» EXERCISE BRIEF
Reproduce the records line for line, starting at the very first line and stopping after the line that contains "(360, 236), (738, 719)".

» INFORMATION SUPPLIED
━━━━━━
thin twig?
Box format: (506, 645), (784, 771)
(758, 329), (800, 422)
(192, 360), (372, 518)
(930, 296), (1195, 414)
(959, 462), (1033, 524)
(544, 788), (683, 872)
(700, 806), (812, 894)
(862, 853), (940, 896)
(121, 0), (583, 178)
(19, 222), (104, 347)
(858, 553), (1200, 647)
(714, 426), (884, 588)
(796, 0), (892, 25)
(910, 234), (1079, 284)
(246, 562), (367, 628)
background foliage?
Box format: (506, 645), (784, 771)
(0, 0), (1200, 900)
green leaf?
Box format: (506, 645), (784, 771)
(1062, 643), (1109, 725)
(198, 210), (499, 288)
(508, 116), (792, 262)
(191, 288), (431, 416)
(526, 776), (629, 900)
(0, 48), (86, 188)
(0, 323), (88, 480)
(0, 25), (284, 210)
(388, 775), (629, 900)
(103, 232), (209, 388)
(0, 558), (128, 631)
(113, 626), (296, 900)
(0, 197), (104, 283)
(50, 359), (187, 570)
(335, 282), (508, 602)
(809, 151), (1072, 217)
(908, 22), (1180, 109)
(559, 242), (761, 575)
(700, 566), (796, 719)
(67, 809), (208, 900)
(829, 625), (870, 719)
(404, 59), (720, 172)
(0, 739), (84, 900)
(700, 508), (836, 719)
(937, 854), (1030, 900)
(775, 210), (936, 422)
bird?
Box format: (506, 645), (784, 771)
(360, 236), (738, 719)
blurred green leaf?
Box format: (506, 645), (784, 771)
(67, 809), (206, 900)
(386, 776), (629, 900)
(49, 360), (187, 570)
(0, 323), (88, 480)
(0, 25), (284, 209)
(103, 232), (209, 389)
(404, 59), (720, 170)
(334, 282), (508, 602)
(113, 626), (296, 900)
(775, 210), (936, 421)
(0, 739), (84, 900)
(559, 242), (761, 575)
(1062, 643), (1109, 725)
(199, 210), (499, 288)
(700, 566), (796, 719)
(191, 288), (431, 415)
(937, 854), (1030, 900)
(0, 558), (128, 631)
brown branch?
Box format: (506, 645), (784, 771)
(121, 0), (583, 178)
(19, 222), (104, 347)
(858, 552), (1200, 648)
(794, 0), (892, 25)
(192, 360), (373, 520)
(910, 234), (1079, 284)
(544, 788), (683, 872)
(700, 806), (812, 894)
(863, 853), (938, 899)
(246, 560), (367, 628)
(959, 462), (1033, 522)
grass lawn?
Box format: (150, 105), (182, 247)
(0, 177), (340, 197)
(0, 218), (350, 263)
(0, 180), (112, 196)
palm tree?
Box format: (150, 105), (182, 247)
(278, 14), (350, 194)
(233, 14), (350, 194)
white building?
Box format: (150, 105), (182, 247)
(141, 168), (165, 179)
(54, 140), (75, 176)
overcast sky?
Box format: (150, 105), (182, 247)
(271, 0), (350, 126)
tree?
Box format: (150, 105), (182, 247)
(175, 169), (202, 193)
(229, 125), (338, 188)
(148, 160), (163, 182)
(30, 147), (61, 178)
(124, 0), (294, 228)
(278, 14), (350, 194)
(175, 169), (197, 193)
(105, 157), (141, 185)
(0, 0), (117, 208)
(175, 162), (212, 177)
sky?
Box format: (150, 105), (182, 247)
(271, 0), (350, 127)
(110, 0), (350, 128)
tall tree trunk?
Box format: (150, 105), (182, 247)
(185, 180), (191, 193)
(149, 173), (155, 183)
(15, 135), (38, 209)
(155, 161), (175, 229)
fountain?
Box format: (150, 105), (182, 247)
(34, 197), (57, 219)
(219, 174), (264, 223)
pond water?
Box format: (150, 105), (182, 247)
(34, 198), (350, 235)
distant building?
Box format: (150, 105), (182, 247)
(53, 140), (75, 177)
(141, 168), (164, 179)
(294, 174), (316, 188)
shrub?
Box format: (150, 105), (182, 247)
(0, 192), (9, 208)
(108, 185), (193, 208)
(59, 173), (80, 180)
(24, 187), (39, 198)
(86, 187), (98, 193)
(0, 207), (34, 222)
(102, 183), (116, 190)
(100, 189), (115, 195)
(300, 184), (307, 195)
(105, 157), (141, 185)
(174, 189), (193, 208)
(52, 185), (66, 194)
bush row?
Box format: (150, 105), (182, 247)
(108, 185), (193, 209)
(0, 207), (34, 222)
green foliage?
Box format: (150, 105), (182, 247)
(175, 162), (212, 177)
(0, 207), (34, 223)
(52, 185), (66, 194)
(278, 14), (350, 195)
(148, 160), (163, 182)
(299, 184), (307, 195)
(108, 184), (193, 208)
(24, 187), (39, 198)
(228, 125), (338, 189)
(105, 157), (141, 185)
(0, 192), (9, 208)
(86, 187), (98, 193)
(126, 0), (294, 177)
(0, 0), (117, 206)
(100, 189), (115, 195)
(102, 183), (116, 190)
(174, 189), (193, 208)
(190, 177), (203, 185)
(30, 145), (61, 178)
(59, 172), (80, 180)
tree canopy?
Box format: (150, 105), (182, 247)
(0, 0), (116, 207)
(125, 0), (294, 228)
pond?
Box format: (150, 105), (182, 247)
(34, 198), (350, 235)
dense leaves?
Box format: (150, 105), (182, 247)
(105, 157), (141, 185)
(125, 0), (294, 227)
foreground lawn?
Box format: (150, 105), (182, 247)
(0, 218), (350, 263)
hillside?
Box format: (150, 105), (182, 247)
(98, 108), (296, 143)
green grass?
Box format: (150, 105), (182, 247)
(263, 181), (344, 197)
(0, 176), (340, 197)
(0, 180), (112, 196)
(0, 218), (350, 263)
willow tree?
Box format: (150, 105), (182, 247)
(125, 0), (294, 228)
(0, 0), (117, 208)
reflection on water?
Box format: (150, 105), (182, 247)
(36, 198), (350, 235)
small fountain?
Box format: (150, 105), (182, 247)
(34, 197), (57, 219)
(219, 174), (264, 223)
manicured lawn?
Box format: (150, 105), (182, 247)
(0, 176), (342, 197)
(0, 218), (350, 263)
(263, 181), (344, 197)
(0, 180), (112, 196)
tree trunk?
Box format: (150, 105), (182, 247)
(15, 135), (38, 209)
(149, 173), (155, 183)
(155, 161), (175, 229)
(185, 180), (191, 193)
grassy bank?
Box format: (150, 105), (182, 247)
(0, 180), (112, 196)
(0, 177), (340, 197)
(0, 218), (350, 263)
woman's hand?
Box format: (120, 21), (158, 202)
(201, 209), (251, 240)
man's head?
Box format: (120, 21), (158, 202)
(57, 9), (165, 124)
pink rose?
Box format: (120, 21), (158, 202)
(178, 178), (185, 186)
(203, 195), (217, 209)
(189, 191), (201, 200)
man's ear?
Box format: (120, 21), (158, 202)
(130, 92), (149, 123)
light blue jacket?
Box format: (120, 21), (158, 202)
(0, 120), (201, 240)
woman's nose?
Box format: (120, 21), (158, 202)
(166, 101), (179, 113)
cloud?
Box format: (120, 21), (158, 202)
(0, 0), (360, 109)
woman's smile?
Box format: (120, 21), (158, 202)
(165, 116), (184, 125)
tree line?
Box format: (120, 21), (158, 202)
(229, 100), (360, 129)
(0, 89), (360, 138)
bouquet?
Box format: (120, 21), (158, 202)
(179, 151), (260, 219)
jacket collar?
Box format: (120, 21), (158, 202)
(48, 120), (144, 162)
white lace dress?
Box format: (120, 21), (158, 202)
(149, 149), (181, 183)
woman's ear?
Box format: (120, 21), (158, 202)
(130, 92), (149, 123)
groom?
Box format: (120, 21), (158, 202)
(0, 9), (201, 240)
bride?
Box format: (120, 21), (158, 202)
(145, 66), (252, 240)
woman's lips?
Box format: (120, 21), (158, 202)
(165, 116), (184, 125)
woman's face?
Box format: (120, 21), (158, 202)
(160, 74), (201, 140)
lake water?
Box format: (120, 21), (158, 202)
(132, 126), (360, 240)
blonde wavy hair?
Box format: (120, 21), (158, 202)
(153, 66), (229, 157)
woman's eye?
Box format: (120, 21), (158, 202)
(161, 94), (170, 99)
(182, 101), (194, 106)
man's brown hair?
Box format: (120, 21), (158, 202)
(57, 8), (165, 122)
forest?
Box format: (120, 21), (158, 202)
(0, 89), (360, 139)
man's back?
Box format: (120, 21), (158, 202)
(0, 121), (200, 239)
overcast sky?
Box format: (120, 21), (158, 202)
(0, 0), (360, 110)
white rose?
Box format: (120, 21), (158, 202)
━━━━━━
» COMPLETED TASK
thin twig?
Box format: (506, 645), (784, 771)
(758, 329), (800, 422)
(192, 360), (372, 518)
(930, 296), (1195, 414)
(959, 462), (1033, 524)
(544, 788), (683, 872)
(700, 806), (812, 894)
(862, 853), (940, 896)
(121, 0), (583, 178)
(19, 222), (104, 347)
(858, 553), (1200, 647)
(714, 426), (884, 588)
(796, 0), (892, 25)
(910, 234), (1079, 284)
(246, 562), (367, 628)
background foliage?
Box format: (506, 645), (784, 771)
(0, 0), (1200, 900)
green leaf?
Box format: (506, 645), (784, 771)
(1062, 643), (1109, 725)
(198, 210), (499, 288)
(508, 116), (792, 262)
(191, 288), (431, 416)
(526, 776), (629, 900)
(0, 48), (86, 188)
(0, 323), (88, 480)
(0, 25), (284, 210)
(388, 775), (629, 900)
(103, 232), (209, 388)
(0, 558), (128, 631)
(113, 626), (296, 900)
(0, 197), (104, 283)
(50, 359), (187, 570)
(335, 282), (508, 602)
(809, 151), (1072, 217)
(908, 22), (1180, 109)
(559, 242), (761, 575)
(700, 566), (796, 719)
(67, 809), (208, 900)
(829, 625), (870, 719)
(404, 59), (720, 172)
(0, 739), (84, 900)
(700, 508), (836, 719)
(937, 854), (1030, 900)
(775, 210), (936, 422)
bird?
Box format: (506, 645), (784, 771)
(360, 236), (738, 719)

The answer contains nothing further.